- [FRAGMENTO DEL DOCUMENTO]:

============

El eterno retorno de los pozos salteños

Una crónica sobre el arte de tapar huecos que se destapan solos

En Salto, hay tradiciones que trascienden el mate en las termas en verano, el asado en la costa y las discusiones futboleras. Una de ellas, quizás la más democrática y persistente, es la reaparición puntual de los pozos en nuestras calles cada vez que se larga la primera lluvia de consideración. No importa el color político de turno ni las promesas de campaña: los baches salteños son una constante que desafía gobiernos, presupuestos y hasta las leyes de la física.

Lo curioso del asunto no es que tengamos calles en mal estado —eso, lamentablemente, es moneda corriente en buena parte del país— sino la admirable regularidad con que las reparaciones realizadas por la Intendencia desaparecen apenas el cielo se pone generoso. Uno podría pensar que el material utilizado para tapar los pozos tiene alguna propiedad especial, una suerte de alergia al agua de lluvia que lo hace evaporarse o, en el mejor de los casos, disolverse como azúcar en el mate.

El ciclo es tan predecible que ya forma parte del paisaje urbano: aparece un pozo, los vecinos reclaman, llega la cuadrilla municipal con pala y asfalto en mano, se tapa el hueco con solemnidad de quien construye para la posteridad y, a los pocos días o semanas —según la suerte climática— el bache reaparece, generalmente más grande y profundo que su versión original. Es el eterno retorno de Nietzsche aplicado al mantenimiento vial.

============

- [EXTRACTO DE DATOS]:
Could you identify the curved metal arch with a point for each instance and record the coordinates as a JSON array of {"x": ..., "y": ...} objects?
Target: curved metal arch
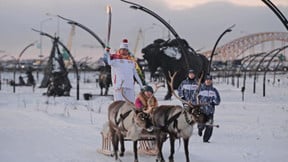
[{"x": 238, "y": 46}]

============

- [OBJETIVOS]:
a) Transcribe de la crónica sobre los pozos de Salto el tramo que va desde "Lo curioso del" hasta "en el mate.".
b) Enumera todo lo que, según la crónica sobre los pozos de Salto, desafían los baches salteños.
c) Prolonga la crónica sobre los pozos de Salto a partir de donde termina.

- [RESPUESTAS POR TAREA]:
a)
Lo curioso del asunto no es que tengamos calles en mal estado —eso, lamentablemente, es moneda corriente en buena parte del país— sino la admirable regularidad con que las reparaciones realizadas por la Intendencia desaparecen apenas el cielo se pone generoso. Uno podría pensar que el material utilizado para tapar los pozos tiene alguna propiedad especial, una suerte de alergia al agua de lluvia que lo hace evaporarse o, en el mejor de los casos, disolverse como azúcar en el mate.

b)
- gobiernos
- presupuestos
- las leyes de la física

c)
Un problema sin color partidario

Lo más llamativo del fenómeno es su imparcialidad política. Administraciones de todos los signos han protagonizado este mismo ritual: unos tapan, llueve, se destapa, otros tapan, llueve, se destapa. Es una danza que se repite con la precisión de un reloj suizo, solo que en lugar de marcar las horas, marca la ineficiencia acumulada década tras década.

Hay quienes, con cierta nostalgia, recuerdan épocas en que las calles salteñas eran el orgullo de la región. Aquellos tiempos en que el asfalto se colocaba pensando en que duraría, en que la obra pública era sinónimo de calidad y no de parche urgente. Pero eso, para muchos salteños menores de cuarenta, suena más a leyenda urbana que a realidad vivida.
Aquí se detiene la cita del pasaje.